How to get Search API Solr work with i18n content translation [#2146077]

Hi guys,

I've created a website using i18n content translation, which connects multiple nodes in different languages to each other. All nodes are indexed and can be queried, but ie. English stemming and English stopwords are applied.

In the schema_extra_fields.xml and schema_extra_types.xml files I found an example of adding a German specific field type. The comments in these files make it look so simple by just uncommenting the example settings. So I used this example to create a Dutch (NL) specific field type, but after re-indexing the used Solr fields do not have the Dutch prefix, they are ie. tm_title instead of tm_nl_title.

My question...

Am I missing something? Or are these language dependent custom field types only used when using Entity Translation and Search API Entity Translation?

These days I have read quite a few websites, README.txt and INSTALL.txt files, Search API- and Search API Solr handbooks (the latter also states one only has to add custom field types to the extra Solr configuration files) and on the creation of the Search API Entity Translation contrib (#1323168: Add support for translated fields, #1393058: Decide on strategy for language aware search). I now have got the feeling Search API Entity Translation is the only way to go without having to use multiple Solr cores and Search API indexes. Is this correct?

_LISTED RECORDS:_
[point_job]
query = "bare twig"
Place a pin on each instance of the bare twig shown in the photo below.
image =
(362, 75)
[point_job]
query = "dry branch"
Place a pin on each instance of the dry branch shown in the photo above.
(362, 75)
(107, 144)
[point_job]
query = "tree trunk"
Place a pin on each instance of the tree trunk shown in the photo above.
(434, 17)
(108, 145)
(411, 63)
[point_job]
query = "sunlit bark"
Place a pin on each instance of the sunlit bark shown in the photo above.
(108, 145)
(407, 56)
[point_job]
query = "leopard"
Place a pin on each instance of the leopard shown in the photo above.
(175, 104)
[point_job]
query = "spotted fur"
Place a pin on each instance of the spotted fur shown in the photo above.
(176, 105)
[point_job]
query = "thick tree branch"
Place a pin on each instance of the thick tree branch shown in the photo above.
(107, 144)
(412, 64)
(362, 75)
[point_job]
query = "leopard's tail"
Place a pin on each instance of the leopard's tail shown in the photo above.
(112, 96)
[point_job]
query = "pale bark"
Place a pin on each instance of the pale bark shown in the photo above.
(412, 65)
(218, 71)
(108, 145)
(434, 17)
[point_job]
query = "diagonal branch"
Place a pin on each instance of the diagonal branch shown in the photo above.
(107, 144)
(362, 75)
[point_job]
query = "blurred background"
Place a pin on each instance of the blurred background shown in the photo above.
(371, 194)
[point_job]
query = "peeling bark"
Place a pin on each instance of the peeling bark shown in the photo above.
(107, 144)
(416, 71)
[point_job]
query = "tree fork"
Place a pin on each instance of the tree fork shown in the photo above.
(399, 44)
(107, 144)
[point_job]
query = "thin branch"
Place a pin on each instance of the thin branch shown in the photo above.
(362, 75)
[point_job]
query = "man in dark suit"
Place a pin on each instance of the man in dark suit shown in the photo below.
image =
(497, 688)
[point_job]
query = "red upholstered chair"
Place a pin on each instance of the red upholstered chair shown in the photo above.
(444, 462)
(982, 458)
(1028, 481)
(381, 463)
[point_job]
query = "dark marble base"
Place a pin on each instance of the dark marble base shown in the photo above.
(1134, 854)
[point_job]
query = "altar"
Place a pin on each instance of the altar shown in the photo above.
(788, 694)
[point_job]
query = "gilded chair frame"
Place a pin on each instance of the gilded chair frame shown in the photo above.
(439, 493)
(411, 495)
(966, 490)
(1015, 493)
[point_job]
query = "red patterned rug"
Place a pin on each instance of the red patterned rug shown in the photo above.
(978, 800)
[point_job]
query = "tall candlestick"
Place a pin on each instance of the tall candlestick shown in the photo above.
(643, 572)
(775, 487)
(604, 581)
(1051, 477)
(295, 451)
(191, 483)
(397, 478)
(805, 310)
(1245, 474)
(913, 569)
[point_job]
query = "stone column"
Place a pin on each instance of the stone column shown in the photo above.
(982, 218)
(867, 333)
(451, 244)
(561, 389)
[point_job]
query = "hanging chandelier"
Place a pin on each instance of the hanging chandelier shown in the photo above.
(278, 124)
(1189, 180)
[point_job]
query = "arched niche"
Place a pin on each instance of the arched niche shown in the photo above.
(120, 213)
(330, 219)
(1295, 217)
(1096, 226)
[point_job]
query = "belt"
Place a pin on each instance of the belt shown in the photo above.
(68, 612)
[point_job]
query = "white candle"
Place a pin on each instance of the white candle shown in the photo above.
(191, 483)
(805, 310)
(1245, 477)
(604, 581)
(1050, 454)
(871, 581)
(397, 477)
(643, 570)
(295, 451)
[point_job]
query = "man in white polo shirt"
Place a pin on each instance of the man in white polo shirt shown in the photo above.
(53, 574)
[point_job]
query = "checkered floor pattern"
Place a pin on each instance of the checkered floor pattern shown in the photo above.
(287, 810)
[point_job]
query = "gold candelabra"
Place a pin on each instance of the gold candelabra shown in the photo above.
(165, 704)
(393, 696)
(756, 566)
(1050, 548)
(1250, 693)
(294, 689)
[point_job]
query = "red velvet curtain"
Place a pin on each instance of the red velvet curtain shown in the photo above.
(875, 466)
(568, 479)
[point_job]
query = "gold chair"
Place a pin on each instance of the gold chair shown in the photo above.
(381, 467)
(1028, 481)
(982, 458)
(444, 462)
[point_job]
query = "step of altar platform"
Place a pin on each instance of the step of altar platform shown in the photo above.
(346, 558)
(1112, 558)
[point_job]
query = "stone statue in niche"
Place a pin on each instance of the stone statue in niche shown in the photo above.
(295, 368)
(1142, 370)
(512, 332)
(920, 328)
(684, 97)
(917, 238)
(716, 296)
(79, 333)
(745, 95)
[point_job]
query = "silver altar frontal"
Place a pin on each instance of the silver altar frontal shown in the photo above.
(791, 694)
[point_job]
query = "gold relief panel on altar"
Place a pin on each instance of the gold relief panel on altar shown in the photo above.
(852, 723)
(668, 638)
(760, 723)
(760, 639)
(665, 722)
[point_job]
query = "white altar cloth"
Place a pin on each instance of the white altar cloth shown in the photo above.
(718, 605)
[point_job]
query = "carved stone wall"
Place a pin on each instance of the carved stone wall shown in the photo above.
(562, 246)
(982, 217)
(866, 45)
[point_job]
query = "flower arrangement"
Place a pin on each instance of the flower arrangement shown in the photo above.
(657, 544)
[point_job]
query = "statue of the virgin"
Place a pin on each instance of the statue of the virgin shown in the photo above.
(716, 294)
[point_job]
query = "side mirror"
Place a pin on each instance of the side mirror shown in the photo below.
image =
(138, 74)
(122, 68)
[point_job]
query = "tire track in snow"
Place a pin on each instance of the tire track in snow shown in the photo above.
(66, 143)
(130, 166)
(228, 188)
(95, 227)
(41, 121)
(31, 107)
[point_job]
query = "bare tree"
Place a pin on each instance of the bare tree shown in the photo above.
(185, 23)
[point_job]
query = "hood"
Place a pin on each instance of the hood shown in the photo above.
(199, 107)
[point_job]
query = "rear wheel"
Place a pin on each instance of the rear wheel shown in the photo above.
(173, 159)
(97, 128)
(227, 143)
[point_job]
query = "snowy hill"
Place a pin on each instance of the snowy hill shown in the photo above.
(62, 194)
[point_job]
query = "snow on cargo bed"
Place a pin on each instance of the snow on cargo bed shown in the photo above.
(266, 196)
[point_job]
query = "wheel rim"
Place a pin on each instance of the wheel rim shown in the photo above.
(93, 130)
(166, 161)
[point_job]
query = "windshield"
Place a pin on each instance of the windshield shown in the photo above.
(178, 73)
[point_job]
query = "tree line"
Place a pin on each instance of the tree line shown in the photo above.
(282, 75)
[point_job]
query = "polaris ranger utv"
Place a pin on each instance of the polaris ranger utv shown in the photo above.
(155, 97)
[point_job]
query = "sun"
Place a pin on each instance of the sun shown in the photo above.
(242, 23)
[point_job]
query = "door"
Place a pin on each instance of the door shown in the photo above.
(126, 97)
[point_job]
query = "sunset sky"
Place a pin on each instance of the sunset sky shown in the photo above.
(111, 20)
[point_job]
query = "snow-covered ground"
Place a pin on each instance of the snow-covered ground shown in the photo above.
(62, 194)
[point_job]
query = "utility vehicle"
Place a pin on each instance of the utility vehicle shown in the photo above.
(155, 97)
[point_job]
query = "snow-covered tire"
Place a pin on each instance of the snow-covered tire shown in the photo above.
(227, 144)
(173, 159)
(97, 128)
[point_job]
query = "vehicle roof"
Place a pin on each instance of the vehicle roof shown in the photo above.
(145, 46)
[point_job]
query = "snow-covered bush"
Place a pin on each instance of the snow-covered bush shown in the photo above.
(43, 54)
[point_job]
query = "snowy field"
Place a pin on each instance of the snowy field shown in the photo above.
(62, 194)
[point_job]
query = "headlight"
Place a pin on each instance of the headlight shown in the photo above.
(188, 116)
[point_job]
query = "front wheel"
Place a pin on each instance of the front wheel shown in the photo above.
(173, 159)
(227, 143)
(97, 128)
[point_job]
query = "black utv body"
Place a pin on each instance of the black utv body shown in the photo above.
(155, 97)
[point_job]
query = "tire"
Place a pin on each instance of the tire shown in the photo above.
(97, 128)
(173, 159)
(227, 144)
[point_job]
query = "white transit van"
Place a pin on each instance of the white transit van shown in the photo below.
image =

_EXERCISE INSTRUCTIONS:_
1. In the Solr translation thread, which field name appears after re-indexing instead of the expected tm_nl_title?
2. Quote the Solr translation thread starting at "I've created a" and ending at "stopwords are applied.".
3. Write what comes next in the Solr translation thread, picking up after its final sentence.

_ANSWERS FOR THE EXERCISE:_
1. tm_title

2.
I've created a website using i18n content translation, which connects multiple nodes in different languages to each other. All nodes are indexed and can be queried, but ie. English stemming and English stopwords are applied.

3.
Any help is much appreciated, thanks a lot in advance!

Comment	File	Size	Author
#8	search_api_solr_custom.zip	2.45 KB	lmeurs
#5	solr-extra-configuration-files.zip	7.94 KB	lmeurs
#5	search_api_solr_custom.zip	2.08 KB	lmeurs

Support from Acquia helps fund testing for Drupal Acquia logo

Comments

Comment #1

drunken monkey

he/him

German

Vienna, Austria

CreditAttribution: drunken monkey commented 29 November 2013 at 09:01

I'm very sorry, this is still really complicated right now. When the different languages are stored in different nodes, I don't think you need to use the Search API Entity Translation module, or that it would bring any benefit. That's (as far as I know) only useful when you have field-level translation on a single node, and want to split that node into separate search items for each language (which of course makes sense).

Except for the stemming (and other language-specific configuration, like stopwords), multilingual content with content translation should work pretty well out of the box – as it apparently does, judging from your comment.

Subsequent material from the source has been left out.